Output the lines that follow exactly as they are.

START DATASET CONTENT

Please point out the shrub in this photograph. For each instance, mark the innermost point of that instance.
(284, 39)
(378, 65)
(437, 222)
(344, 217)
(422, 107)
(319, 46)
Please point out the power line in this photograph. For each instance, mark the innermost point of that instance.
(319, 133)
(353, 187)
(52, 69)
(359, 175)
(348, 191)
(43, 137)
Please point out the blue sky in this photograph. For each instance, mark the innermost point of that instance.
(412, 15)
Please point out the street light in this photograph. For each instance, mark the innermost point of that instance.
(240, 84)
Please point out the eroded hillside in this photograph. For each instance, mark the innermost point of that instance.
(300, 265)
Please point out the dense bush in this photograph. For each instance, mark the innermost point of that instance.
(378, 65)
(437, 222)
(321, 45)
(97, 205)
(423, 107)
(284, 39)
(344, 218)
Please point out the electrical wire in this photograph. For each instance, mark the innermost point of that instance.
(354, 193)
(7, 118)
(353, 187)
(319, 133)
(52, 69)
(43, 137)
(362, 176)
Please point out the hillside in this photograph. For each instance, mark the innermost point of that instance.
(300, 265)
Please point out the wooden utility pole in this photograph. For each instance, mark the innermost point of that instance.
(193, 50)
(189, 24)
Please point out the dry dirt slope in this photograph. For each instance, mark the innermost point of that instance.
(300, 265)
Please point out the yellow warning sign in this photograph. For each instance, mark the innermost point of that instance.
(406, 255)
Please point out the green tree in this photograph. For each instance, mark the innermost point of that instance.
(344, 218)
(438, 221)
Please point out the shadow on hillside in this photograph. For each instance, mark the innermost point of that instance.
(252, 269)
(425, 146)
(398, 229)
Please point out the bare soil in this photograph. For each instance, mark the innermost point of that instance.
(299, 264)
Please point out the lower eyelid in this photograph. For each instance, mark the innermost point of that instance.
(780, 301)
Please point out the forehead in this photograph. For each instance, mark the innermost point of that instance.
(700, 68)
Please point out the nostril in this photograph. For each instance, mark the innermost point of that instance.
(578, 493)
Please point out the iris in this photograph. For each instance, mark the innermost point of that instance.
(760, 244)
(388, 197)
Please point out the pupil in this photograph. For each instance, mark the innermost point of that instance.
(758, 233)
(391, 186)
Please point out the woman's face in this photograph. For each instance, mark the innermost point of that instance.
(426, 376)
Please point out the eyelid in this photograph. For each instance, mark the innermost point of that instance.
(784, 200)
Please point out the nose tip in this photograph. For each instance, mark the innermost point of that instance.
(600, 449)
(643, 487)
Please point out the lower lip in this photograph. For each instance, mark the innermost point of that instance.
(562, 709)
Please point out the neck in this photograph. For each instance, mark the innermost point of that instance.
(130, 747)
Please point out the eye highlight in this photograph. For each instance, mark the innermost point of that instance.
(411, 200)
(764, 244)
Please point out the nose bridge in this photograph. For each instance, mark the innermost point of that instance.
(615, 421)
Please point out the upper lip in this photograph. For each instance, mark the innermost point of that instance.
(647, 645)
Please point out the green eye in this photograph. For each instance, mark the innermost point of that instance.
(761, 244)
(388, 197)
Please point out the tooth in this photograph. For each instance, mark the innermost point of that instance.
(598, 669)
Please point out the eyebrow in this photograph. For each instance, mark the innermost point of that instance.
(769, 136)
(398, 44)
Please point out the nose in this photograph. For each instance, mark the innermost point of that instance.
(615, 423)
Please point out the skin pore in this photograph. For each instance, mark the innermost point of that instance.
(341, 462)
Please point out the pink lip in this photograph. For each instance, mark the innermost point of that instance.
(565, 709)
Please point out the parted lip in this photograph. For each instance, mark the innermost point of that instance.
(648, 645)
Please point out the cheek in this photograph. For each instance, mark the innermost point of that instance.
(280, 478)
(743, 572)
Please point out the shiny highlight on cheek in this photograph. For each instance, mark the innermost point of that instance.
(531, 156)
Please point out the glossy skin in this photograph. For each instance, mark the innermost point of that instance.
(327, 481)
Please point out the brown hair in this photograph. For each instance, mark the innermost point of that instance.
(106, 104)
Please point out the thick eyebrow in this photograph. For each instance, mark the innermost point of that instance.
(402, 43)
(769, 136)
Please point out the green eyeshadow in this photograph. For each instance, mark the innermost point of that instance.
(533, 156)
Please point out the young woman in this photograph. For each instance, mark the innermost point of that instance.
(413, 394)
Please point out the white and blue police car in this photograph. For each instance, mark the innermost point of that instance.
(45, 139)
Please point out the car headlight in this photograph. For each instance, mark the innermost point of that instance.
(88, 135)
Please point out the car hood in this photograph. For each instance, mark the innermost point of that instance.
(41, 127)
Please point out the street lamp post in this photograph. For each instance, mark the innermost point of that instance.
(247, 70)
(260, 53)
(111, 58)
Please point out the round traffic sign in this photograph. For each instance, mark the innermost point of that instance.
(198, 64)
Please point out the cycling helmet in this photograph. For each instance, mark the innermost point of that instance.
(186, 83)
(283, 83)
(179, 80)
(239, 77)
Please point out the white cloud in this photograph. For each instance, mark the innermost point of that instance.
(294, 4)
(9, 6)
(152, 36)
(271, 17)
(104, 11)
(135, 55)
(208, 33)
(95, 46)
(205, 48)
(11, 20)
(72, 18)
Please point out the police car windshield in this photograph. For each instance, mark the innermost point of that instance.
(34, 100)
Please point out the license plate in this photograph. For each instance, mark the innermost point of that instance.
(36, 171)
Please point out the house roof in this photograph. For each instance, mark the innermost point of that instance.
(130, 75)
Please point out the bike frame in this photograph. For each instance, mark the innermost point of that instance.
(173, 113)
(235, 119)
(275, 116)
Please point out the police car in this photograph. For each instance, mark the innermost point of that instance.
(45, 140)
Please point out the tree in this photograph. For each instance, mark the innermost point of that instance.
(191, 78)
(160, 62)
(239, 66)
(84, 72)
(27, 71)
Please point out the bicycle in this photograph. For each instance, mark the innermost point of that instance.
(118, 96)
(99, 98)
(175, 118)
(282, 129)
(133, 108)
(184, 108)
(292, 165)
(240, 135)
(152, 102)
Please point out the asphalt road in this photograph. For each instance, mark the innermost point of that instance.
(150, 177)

END DATASET CONTENT

RESPONSE:
Please point out the shrub in this photograph. For each instance, mark the innermost point of that instance.
(284, 39)
(378, 65)
(437, 222)
(344, 217)
(422, 107)
(319, 46)
Please point out the power line in this photograph. For each instance, mark the innermost point of that instance.
(319, 133)
(353, 187)
(52, 69)
(359, 175)
(348, 191)
(43, 137)
Please point out the blue sky in this photograph. For each instance, mark the innermost point of that instance.
(412, 15)
Please point out the street light in this photograph. For each instance, mark the innermost point of that instance.
(240, 84)
Please point out the eroded hillside in this photograph. For each instance, mark the innermost point of that instance.
(300, 265)
Please point out the dense bush in this photograph. For each instance, mark the innermost point of that instance.
(378, 65)
(437, 222)
(321, 45)
(97, 205)
(423, 107)
(284, 39)
(344, 218)
Please point out the electrical wire in this photograph. For each instance, mark the innermost point of that instance.
(354, 193)
(7, 118)
(353, 187)
(319, 133)
(52, 69)
(43, 137)
(362, 176)
Please point out the hillside in this photograph. For each instance, mark the innermost point of that instance.
(300, 265)
Please point out the wooden utility pole in this photograph. For each instance, mark the innermost point of that instance.
(193, 50)
(189, 24)
Please point out the dry dirt slope in this photograph. For each instance, mark the innermost point of that instance.
(300, 265)
Please point out the yellow warning sign in this photograph. For each instance, mark the innermost point of that instance.
(406, 255)
Please point out the green tree in this photograph. For each instance, mark the innermost point of that instance.
(344, 218)
(438, 221)
Please point out the shadow on hillside in this photograph. For each instance, mark the innermost point of that instance.
(252, 269)
(425, 146)
(398, 229)
Please point out the bare soil in this photograph. For each instance, mark the innermost point of that instance.
(299, 264)
Please point out the lower eyelid in this photograph. For each instance, mark the innermost point of that instance.
(780, 301)
Please point out the forehead in this photograph. For each instance, mark the innermost point of that instance.
(700, 68)
Please point out the nostril in this photograph. For each instance, mark the innermost point of that instance.
(578, 493)
Please point out the iris in this photograph. For each instance, mark the innermost point of that instance.
(760, 244)
(388, 197)
Please point out the pupil in this photograph. For each instance, mark the innermost point of that instance.
(758, 233)
(391, 186)
Please point out the woman's face in this photograph. For each instance, mark the innermost point of that instance.
(426, 376)
Please point out the eyelid in this photograph. For each instance, mark the innermost point of that instance.
(784, 200)
Please point out the nose tip in this photograph. For each instance, mark the innermost point of that instance.
(600, 449)
(643, 487)
Please point out the lower lip in this photograph. For each instance, mark the innermost point of that instance.
(562, 709)
Please point out the neck in this photograph. For each instance, mark the innermost point of that instance.
(130, 747)
Please point out the eye highlight in this photograph. For each instance, mark the innermost point of that instance.
(411, 200)
(764, 244)
Please point out the nose bridge in this photograph. For each instance, mark the innermost point of that instance.
(615, 421)
Please point out the upper lip in this photograph. For each instance, mark the innermost point of that instance.
(647, 645)
Please point out the green eye in this photograph. For each instance, mark the innermost point of that instance.
(761, 244)
(388, 197)
Please point out the tooth in this photograph. For each instance, mark the innermost point of that instance.
(598, 669)
Please point out the eyebrow in this photograph. For each instance, mark the innermost point of that instance.
(769, 136)
(398, 44)
Please point out the nose in this photograph. For each instance, mark the innermost point of that instance.
(615, 423)
Please point out the skin pore in this photograph. For each instance, mark the innermost point of that instance.
(341, 462)
Please point out the pink lip in this photograph. For each instance, mark the innermost point of that instance.
(565, 709)
Please point out the parted lip in this photograph. For each instance, mark the innermost point of that instance.
(648, 645)
Please point out the cheek in this photograph. For each instance, mark the innermost point of that instance.
(280, 478)
(743, 572)
Please point out the shiny highlight on cheek in this photograph. For each instance, mark the innermost point of that instance.
(531, 156)
Please point out the glossy skin in this photograph. For each instance, mark the innermost point of that instance.
(327, 481)
Please point out the brown hair in this photograph. For each instance, mark the innermost point of that instance.
(106, 104)
Please point out the thick eyebrow in this photograph. For each instance, mark the innermost point of that instance.
(402, 43)
(769, 136)
Please point out the green eyeshadow in this photograph. For each instance, mark the innermost point of that instance.
(533, 156)
Please point out the young woman in this photograph. For each instance, mark the innermost point of that instance.
(413, 394)
Please point out the white and blue police car in this photograph. For each instance, mark the innermost point of that instance.
(45, 139)
Please point out the car headlight in this photograph. For each instance, mark the innermost point of that instance.
(88, 135)
Please point out the car hood in this photograph. For each instance, mark the innermost point of that instance.
(41, 127)
Please point out the street lamp post in this photograph. For each instance, mark the innermost point of that instance.
(247, 70)
(260, 53)
(111, 58)
Please point out the round traffic sign in this photograph. For each instance, mark the innermost point of that instance.
(198, 64)
Please point out the cycling helmet in this photograph. For each instance, mark the innermost point of that instance.
(186, 83)
(283, 83)
(179, 80)
(239, 77)
Please point out the white cloud in this photograph. For each instance, mark the innermost point of that instance.
(294, 4)
(9, 6)
(152, 36)
(271, 17)
(104, 11)
(135, 55)
(208, 33)
(95, 46)
(205, 48)
(11, 20)
(72, 18)
Please point out the police car windshield in this photograph. For each instance, mark the innermost point of that instance.
(34, 100)
Please point out the license plate in this photograph. For each instance, mark the innermost point of that instance.
(36, 171)
Please point out the house roof in this photograph. For each instance, mark the innermost point of that instance.
(130, 75)
Please point out the bike frame in this photograph. For each instance, mark the innermost point of that instance.
(173, 113)
(235, 119)
(275, 116)
Please point out the police car in this photograph. For each instance, mark the innermost point of that instance.
(45, 140)
Please point out the tree in this photograph. For each instance, mark the innermost point of that instance.
(191, 78)
(160, 62)
(239, 66)
(84, 72)
(27, 71)
Please point out the bicycle in this photograph. For each instance, mark the innermost point of that instance.
(118, 96)
(99, 98)
(175, 118)
(282, 129)
(133, 108)
(184, 108)
(292, 165)
(240, 135)
(152, 102)
Please point out the asphalt road in this photograph. For each instance, mark the innermost point of that instance.
(150, 177)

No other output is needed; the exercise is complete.